Data supplied START

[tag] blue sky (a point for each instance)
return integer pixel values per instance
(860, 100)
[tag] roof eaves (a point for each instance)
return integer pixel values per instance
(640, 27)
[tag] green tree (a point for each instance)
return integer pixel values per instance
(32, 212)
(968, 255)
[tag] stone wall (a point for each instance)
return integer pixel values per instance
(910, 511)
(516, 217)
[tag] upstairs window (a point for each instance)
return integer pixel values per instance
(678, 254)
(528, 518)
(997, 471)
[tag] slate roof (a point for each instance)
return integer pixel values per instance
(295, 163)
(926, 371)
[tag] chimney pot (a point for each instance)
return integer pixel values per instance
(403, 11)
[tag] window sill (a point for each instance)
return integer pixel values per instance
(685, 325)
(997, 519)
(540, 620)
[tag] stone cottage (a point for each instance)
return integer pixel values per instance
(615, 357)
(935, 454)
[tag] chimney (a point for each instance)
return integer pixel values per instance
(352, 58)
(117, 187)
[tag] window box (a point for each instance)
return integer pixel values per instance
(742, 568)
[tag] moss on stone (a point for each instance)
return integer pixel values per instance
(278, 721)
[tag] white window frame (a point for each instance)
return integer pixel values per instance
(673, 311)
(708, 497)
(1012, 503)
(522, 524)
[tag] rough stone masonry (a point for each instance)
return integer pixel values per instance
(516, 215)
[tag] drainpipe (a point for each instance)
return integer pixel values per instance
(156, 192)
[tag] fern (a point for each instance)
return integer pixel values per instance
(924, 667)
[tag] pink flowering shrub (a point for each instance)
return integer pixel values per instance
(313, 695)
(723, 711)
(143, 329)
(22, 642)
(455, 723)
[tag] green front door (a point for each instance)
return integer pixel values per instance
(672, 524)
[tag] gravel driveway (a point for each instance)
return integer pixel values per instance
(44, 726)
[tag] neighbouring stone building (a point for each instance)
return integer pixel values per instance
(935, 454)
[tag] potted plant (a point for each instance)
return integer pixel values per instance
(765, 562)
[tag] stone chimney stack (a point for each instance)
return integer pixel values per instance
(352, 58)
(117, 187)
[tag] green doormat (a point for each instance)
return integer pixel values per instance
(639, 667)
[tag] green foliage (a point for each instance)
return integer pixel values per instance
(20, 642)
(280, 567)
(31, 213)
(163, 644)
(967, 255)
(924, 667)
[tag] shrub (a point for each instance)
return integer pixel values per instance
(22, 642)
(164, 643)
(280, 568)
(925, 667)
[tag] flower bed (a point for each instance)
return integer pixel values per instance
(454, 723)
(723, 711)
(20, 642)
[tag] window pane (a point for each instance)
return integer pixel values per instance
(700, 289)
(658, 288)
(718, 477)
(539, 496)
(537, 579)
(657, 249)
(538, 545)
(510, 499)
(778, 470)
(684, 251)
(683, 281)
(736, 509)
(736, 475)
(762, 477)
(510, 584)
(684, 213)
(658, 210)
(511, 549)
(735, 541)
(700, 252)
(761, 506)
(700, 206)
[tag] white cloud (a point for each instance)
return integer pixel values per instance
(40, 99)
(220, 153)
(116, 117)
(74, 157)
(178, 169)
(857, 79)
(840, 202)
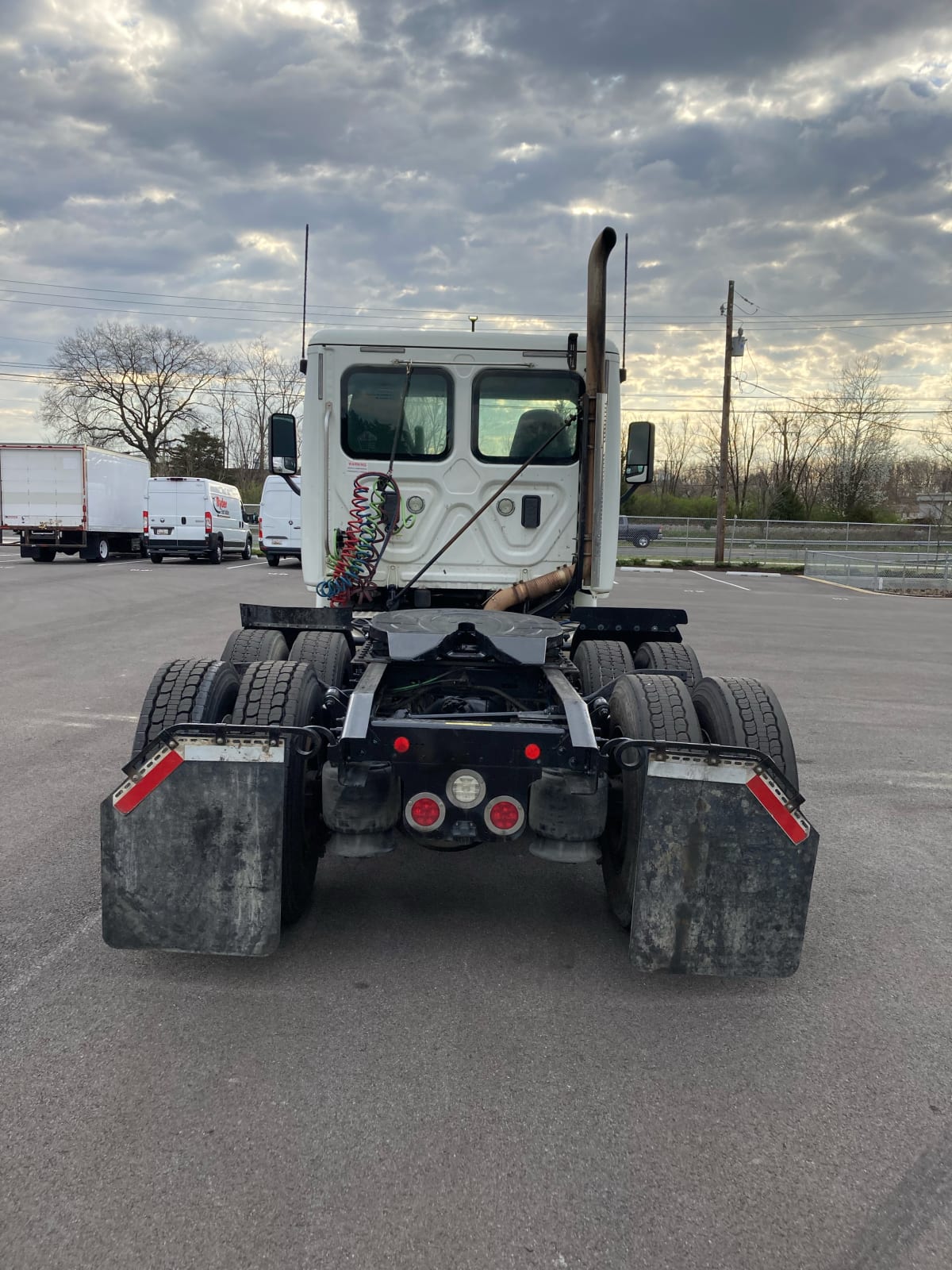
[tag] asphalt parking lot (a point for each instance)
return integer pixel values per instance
(450, 1062)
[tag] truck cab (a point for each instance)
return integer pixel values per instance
(451, 425)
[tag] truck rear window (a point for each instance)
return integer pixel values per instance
(378, 403)
(513, 412)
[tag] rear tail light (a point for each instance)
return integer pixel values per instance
(425, 812)
(505, 816)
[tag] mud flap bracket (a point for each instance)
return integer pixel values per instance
(192, 848)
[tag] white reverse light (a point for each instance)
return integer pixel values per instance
(466, 789)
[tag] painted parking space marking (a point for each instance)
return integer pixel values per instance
(708, 578)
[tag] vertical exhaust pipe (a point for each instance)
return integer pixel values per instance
(596, 384)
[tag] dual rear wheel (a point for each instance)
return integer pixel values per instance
(731, 710)
(270, 694)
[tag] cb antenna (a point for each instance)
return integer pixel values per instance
(625, 308)
(304, 310)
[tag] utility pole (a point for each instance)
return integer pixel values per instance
(725, 429)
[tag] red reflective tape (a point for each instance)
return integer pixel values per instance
(765, 795)
(154, 778)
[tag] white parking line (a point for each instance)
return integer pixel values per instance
(63, 946)
(720, 579)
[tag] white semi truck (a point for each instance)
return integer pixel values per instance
(463, 679)
(71, 499)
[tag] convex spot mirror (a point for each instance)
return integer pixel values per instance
(282, 444)
(640, 454)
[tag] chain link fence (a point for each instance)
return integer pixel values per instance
(882, 571)
(774, 541)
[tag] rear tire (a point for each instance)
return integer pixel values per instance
(734, 710)
(255, 645)
(186, 691)
(600, 662)
(289, 692)
(645, 708)
(328, 652)
(666, 658)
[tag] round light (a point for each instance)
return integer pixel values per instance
(505, 816)
(466, 789)
(424, 812)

Data supplied END

## Activity
The whole listing is to be written out exactly; the pictures stay out of the copy.

## Answer space
[tag] blue sky (a point for each instance)
return integer pixel values per instance
(860, 100)
[tag] roof eaves (a point for each instance)
return integer pixel values per instance
(640, 27)
[tag] green tree (a point for each instance)
return integer pixel values per instance
(32, 212)
(968, 255)
[tag] stone wall (a point for each instance)
return integer pixel values per instance
(910, 511)
(516, 217)
[tag] upstairs window (a point for each instance)
return integer pixel values per instance
(678, 254)
(528, 518)
(997, 471)
[tag] slate roof (a point for each instance)
return integer pixel values per instance
(295, 163)
(926, 371)
[tag] chimney pot (a point for each instance)
return integer pixel values per instance
(403, 11)
[tag] window sill (a point for each instance)
return integer pixel values per instance
(685, 325)
(997, 519)
(540, 620)
[tag] stone cottage (a point for each instance)
return integer pixel values per instance
(615, 357)
(935, 454)
[tag] chimney (a point for each instance)
return integer pixel values per instance
(352, 58)
(117, 187)
[tag] window box (a point for each instance)
return integer pixel values per instance
(742, 568)
[tag] moss on stone (a point for each instance)
return integer pixel values per instance
(278, 721)
[tag] white window frame (a point for each instance)
return integer pixel values per instance
(673, 311)
(708, 497)
(1012, 503)
(522, 524)
[tag] rough stone masonry (a point for each instance)
return integer pixel values per instance
(516, 215)
[tag] drainpipe (a point for each instance)
return integer pixel values per instance
(156, 192)
[tag] fern (a point for each instance)
return integer pixel values per instance
(924, 667)
[tag] pink flowering shrub (a point for each instance)
return integer pixel values per instance
(313, 695)
(723, 711)
(143, 329)
(22, 642)
(455, 723)
[tag] green front door (a point for each instance)
return integer pixel values per instance
(672, 524)
[tag] gravel driveway (a point for each instance)
return integer pixel values per instance
(44, 726)
[tag] neighbouring stone building (a point for each instance)
return integer pixel values per instance
(935, 454)
[tag] potted plant (a point for each instance)
return integer pixel values per instance
(765, 562)
[tag] stone chimney stack (a point for each instance)
return integer pixel values per instance
(352, 58)
(117, 187)
[tag] green doormat (a point for each instance)
return integer pixel values per instance
(639, 667)
[tag] green foliage (a point for each instance)
return integer pixel values per instance
(20, 642)
(280, 567)
(31, 213)
(163, 644)
(967, 255)
(924, 667)
[tag] shrub (a point for each instance)
return integer pixel values per instance
(22, 642)
(164, 643)
(280, 568)
(925, 667)
[tag] flower bed (a point for each instance)
return integer pixel values per instance
(454, 723)
(723, 711)
(20, 642)
[tag] window pane (a point for each instance)
return integer pixel values per instance
(700, 289)
(658, 288)
(718, 477)
(539, 496)
(537, 579)
(657, 249)
(538, 545)
(510, 499)
(778, 470)
(684, 251)
(683, 281)
(736, 509)
(736, 475)
(762, 477)
(510, 584)
(684, 213)
(658, 210)
(511, 549)
(735, 541)
(700, 252)
(761, 506)
(700, 206)
[tag] white cloud (a point for each instance)
return integer pixel values per instance
(40, 99)
(220, 153)
(116, 117)
(74, 157)
(178, 169)
(857, 79)
(840, 202)
[tag] asphalt parking lot (a point for each instance)
return integer pixel values per instance
(450, 1062)
[tag] truck cab (a point for each instance)
return integer pixel values per instance
(451, 425)
[tag] truck rear window (a point for each instance)
return integer pixel values per instance
(378, 403)
(513, 412)
[tag] rear tail light (a point for each instance)
return integer pixel values per instance
(425, 812)
(505, 816)
[tag] mud flap bracket (a point for each instance)
return integer pixel values per instance
(192, 848)
[tag] white reverse light (a point for each instance)
return integer pixel values per instance
(466, 789)
[tag] painted parking space marking (a point for each instance)
return integer pixel values per instance
(708, 578)
[tag] vertical exhaust pipe (a point for each instance)
return integer pixel values per instance
(596, 384)
[tag] dual rear wheel (a point for each instance)
return integer pixel values per instance
(731, 710)
(270, 694)
[tag] cb antenna (a point for each instance)
return integer pixel values per instance
(625, 308)
(304, 310)
[tag] utility pole (a point for each instance)
return integer pixel values per instance
(725, 429)
[tag] red reflective tape (a point for each instance)
return integer pixel values per instance
(765, 795)
(154, 778)
[tag] white parking line (a point for each instance)
return integer pixel values per instance
(63, 946)
(720, 579)
[tag] white semi truck (a point for each instance)
return integer pixel values per instance
(463, 679)
(71, 499)
[tag] convex spot mirror (a point for each instance)
return integer pixel values per instance
(282, 444)
(640, 454)
[tag] chain link fence (a point for each instance)
return integer pixel values per instance
(882, 571)
(774, 541)
[tag] rear tire (a point for each instance)
return integer pixel values per instance
(734, 710)
(255, 645)
(186, 691)
(600, 662)
(289, 692)
(645, 708)
(328, 652)
(666, 658)
[tag] round light (a point for each instance)
return integer pixel values per instance
(505, 816)
(466, 789)
(424, 812)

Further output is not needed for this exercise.